Selected passage

┄┄┄┄┄┄┄┄┄┄

SAN DIEGO (KGTV) - Donated vials of remdesivir will be distributed globally after the antiviral drug received an Emergency Use Authorization (EAU) by the U.S. Food and Drug Administration recently.
Remdesivir, made by Gilead Sciences, has shown promising results in early clinical trials when it comes to treating severely ill COVID-19 patients, but right now there's not enough of the drug to treat every hospitalized patient in need.
“I was admitted to the hospital on March 24th I was released on April 10th,” said San Diego resident, Troy Kahle.
"Within two days I was in ICU on a ventilator I spent 10 days intubated," he said. "My doctor did not expect me to make a couple of times during my hospital stay."
Although there is still no definitive answer as to what saved Kahle's life after he was hospitalized with COVID-19, he credits remdesivir.
“I certainly believe it did,” he said. “And just the amount of care I did receive at Kaiser Permanente, the staff was just fantastic.”
Kahle’s partner said he was gravely ill with a grim prognosis the night doctors put him on remdesivir as part of a clinical trial.
“I was in a medically induced coma so I don't remember a whole lot about the whole process,” Kahle explained.
He said he still had some seizures after starting the treatment, but soon he was off of life support and out of the hospital.
“Thankful that I was able to receive it early and got such great care,” he said. “There's sadness that people may die because they can't get this drug.”
Gilead Sciences is donating its current supply of 1.5 million vials of the drug worldwide.

┄┄┄┄┄┄┄┄┄┄

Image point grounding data
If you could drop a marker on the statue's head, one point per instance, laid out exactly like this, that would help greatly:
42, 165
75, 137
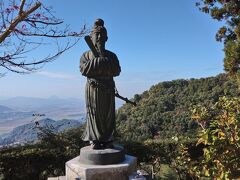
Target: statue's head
99, 35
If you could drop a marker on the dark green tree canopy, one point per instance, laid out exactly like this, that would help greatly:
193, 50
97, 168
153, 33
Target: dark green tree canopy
227, 11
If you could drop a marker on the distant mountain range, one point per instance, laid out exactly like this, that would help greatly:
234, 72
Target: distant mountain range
17, 111
29, 133
4, 109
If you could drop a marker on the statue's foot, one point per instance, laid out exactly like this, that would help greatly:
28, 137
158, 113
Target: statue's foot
95, 145
108, 145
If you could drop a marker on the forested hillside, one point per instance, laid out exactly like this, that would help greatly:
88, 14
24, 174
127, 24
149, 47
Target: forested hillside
163, 112
165, 109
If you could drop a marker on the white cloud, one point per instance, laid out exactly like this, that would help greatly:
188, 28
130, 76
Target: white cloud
57, 75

┄┄┄┄┄┄┄┄┄┄

Your tasks
• a. Answer these questions about the remdesivir news article, one line each:
(i) Which company makes remdesivir?
(ii) On what date was Troy Kahle released from the hospital?
(iii) How many vials of the drug is the company donating worldwide?
• b. Transcribe the remdesivir news article word for word, starting at "Kahle’s partner said" and ending at "the drug worldwide.".
• c. Write the next part of the remdesivir news article, continuing after its last sentence.

Replies
• a.
(i) Gilead Sciences
(ii) April 10th
(iii) 1.5 million

• b.
Kahle’s partner said he was gravely ill with a grim prognosis the night doctors put him on remdesivir as part of a clinical trial.
“I was in a medically induced coma so I don't remember a whole lot about the whole process,” Kahle explained.
He said he still had some seizures after starting the treatment, but soon he was off of life support and out of the hospital.
“Thankful that I was able to receive it early and got such great care,” he said. “There's sadness that people may die because they can't get this drug.”
Gilead Sciences is donating its current supply of 1.5 million vials of the drug worldwide.

• c.
About 607,000 vials will arrive in the U.S. over the next six weeks, according to the U.S. Department of Health and Human Services’ (HHS) Office of the Assistant Secretary for Preparedness and Response (ASPR).
Those vials are expected to treat 78,000 patients.
The federal government is coordinating the distribution of remdesivir, according to Gilead Sciences.
An HHS press release explains that state health departments will then distribute the doses to hospitals most in need.
So far New York has received the most vials, although it is not nearly enough to treat all of its hospitalized patients.
Doctors across the country have expressed their frustrations over the limited supplies.
“To have a drug that could save your patient's life and not have it be available for treatment, it's got to be horrible,” said Kahle.
A spokesperson for Gilead Sciences tells 10News the company has, “proactively scaled up manufacturing of remdesivir to increase available supply as rapidly as possible in anticipation of potential future supply needs. We have increased supply nearly 30-fold since January and our goal is to produce more than 1 million treatment courses by year-end and several million in 2021, if required.”